Stored data entries:
● ● ● ● ●

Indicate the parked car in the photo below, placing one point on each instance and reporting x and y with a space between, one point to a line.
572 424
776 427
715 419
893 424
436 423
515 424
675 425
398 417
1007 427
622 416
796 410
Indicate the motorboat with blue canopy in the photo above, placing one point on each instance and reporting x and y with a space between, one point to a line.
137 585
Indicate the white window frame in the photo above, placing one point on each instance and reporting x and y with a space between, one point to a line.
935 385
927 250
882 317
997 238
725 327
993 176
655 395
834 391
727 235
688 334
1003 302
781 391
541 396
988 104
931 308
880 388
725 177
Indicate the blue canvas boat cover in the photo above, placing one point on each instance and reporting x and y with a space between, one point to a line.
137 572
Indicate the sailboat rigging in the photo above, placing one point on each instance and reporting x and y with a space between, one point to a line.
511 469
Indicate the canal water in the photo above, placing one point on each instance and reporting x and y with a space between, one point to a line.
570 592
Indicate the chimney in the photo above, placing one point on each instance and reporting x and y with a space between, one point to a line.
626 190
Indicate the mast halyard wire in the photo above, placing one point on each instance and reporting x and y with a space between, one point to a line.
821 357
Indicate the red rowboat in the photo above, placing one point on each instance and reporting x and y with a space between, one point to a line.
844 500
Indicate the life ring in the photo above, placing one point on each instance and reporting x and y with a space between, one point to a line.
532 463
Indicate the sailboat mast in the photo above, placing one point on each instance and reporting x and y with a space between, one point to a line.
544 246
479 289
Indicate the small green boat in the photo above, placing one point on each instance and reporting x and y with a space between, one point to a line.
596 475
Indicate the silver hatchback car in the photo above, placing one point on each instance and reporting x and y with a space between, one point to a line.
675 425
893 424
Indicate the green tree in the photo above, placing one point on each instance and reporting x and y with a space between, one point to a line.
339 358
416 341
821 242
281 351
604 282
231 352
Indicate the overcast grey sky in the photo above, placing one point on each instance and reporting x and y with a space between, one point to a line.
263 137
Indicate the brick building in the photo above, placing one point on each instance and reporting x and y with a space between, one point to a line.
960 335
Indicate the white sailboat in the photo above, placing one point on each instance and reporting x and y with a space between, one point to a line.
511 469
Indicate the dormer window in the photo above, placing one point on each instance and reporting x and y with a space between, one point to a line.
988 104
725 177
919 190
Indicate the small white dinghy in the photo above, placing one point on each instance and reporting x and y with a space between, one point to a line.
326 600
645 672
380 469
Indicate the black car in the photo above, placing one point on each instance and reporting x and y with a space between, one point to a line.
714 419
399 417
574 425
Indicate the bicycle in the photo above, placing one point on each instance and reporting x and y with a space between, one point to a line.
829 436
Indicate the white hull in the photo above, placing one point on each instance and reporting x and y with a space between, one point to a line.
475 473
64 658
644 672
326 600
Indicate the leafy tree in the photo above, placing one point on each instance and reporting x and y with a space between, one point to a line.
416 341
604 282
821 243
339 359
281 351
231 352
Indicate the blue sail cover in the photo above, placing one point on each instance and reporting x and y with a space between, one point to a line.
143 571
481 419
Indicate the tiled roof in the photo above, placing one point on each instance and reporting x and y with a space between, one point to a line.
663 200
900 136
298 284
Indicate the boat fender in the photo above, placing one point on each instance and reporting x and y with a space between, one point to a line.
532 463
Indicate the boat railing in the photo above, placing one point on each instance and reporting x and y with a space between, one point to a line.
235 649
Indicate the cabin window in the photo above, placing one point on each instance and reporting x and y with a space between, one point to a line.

● ● ● ● ●

Where the line containing "Indicate the white hull" appears, start copying, and go on exactly through the last line of the data.

Indicate the white hull in the photo above, placing one point on each instance and reporting x and y with a space between, one point to a line.
475 473
64 658
644 672
326 600
Indicate the leafy tree in the photo above, placing one point on each instance and reporting x and y with a space between, one point to a line.
416 341
604 282
821 243
339 359
281 351
231 352
Indicate the blue sail cover in the photo above, placing one point on each instance and reporting x and y with a space between, one point to a line.
143 571
481 419
Indicate the tiled roof in the photo above, placing one point on each instance and reporting x and y with a space between, one point to a line.
663 200
900 136
298 284
Indicate the boat fender in the photo above, placing one point on each instance and reporting x and y with a space between, one point to a line.
532 463
Indicate the boat railing in the photo above, placing one point on each instance and reporting x and y with a space between, one point to a line.
235 649
Indicate the cabin window in the photo above, placing one point on each instance and reporting x and y with a space between, one point to a line.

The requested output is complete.